[Records of labeled boxes]
** BEGIN **

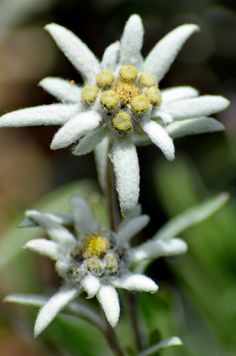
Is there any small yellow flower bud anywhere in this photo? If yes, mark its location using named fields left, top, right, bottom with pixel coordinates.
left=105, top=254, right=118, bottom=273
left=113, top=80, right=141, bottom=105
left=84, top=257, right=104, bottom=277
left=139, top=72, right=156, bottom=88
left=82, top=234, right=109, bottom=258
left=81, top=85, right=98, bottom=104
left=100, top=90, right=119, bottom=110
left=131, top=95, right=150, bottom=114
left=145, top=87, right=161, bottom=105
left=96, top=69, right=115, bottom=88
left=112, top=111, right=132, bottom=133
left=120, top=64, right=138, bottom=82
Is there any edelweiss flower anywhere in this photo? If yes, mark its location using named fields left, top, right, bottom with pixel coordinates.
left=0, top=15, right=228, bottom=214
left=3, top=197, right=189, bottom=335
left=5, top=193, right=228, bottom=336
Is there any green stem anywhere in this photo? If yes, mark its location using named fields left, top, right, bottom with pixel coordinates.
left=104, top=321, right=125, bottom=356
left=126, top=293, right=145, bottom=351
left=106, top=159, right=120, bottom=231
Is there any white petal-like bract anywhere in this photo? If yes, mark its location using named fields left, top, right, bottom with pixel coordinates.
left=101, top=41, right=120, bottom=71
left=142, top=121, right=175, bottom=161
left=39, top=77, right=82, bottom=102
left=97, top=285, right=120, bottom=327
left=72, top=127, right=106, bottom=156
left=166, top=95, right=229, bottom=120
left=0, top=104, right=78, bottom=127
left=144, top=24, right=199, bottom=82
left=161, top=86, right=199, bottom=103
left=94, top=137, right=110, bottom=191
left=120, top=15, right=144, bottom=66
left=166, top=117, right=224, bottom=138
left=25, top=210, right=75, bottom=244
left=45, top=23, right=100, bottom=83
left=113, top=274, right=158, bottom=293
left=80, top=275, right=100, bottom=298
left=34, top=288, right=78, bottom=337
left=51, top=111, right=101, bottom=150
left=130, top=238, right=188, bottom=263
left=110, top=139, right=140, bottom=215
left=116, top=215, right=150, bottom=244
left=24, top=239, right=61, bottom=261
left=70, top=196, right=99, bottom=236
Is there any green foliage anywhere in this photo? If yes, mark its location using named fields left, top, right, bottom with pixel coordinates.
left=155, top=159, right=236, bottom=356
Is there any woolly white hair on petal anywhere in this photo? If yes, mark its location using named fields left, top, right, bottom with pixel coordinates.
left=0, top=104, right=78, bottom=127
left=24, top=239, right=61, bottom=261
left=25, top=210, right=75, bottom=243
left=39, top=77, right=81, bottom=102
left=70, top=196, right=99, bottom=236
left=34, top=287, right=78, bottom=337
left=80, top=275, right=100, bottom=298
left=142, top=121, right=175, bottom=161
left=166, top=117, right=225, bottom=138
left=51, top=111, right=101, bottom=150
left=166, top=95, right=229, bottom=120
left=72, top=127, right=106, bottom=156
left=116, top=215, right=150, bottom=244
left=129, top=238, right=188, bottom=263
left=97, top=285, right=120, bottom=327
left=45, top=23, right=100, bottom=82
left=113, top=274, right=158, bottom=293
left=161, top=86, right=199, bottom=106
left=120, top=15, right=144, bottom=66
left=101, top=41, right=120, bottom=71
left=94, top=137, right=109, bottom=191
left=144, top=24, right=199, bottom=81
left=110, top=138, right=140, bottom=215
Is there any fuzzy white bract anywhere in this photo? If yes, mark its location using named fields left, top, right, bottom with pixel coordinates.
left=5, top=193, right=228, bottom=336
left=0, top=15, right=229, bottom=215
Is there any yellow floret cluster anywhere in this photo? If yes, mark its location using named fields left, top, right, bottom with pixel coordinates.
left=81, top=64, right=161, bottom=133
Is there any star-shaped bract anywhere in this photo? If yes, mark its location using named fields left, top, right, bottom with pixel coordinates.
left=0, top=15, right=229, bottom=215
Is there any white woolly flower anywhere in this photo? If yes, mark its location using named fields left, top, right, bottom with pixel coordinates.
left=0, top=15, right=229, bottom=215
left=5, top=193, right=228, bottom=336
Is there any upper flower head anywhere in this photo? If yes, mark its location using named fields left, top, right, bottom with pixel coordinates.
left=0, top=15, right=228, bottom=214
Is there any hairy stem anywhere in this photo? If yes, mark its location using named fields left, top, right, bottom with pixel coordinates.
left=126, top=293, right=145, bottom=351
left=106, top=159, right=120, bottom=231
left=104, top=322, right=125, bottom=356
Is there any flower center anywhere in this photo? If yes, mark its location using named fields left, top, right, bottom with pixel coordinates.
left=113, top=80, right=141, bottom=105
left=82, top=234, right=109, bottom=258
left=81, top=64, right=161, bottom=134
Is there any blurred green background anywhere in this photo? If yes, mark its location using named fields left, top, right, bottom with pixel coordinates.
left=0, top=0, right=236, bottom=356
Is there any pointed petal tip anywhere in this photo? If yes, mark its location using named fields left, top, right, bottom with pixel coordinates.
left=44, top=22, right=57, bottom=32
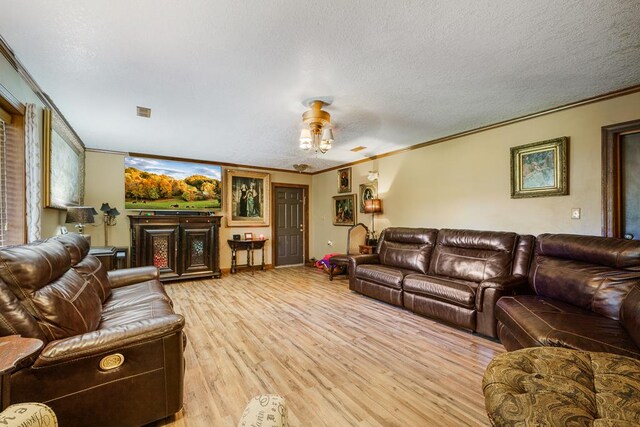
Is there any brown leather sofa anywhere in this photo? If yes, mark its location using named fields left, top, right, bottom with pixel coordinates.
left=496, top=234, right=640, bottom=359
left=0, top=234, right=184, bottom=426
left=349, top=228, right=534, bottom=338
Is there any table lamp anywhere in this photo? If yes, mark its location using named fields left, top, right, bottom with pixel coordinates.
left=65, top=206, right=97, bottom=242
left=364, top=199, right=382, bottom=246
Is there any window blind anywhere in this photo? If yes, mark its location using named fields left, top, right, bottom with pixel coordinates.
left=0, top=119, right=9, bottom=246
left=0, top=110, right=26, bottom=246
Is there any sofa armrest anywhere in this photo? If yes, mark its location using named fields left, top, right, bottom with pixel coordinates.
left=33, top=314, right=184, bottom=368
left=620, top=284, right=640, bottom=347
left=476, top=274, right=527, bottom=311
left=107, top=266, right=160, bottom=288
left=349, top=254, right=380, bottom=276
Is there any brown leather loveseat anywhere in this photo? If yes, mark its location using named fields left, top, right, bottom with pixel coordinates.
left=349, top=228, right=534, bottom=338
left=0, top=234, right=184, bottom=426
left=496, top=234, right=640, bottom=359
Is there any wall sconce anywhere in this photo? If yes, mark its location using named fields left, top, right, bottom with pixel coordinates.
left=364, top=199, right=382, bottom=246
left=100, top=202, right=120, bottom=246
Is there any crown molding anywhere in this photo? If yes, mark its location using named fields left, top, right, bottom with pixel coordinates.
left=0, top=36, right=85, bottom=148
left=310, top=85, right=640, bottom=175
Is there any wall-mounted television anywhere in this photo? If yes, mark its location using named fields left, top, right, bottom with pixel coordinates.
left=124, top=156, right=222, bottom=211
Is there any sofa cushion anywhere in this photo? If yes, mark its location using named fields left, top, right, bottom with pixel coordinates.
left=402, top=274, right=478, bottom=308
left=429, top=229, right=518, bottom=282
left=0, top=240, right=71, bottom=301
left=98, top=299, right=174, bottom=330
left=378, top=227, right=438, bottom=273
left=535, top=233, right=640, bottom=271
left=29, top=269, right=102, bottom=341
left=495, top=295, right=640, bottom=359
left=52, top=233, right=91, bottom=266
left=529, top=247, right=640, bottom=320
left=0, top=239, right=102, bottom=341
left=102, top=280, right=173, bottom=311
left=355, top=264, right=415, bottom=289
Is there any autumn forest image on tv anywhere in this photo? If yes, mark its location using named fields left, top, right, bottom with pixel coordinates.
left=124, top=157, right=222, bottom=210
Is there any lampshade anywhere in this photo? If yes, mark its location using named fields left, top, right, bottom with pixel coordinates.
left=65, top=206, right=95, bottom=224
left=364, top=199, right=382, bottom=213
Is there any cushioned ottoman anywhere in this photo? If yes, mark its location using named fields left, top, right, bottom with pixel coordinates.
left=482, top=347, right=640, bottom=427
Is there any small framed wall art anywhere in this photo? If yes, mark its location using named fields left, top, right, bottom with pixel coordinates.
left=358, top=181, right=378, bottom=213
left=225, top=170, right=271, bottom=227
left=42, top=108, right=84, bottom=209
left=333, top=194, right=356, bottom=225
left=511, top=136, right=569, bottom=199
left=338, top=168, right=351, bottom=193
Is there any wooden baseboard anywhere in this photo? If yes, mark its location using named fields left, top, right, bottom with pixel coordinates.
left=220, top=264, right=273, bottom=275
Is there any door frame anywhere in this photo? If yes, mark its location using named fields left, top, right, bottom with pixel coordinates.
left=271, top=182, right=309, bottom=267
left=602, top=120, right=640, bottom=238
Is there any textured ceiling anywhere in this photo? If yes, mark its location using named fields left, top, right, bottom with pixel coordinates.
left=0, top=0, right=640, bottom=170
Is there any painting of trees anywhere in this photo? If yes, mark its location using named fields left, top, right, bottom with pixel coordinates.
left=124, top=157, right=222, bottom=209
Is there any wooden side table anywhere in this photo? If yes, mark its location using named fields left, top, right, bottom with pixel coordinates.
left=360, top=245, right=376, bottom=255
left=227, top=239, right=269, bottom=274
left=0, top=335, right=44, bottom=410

** END **

## [Given request]
Print again, with no changes, the lines of the listing between the line containing "Is there any blurred" and the line containing "left=0, top=0, right=236, bottom=356", inclusive.

## [Solved exercise]
Is there any blurred green background anywhere in this photo? If yes, mark its location using named fields left, top, right, bottom with pixel coordinates.
left=0, top=0, right=236, bottom=356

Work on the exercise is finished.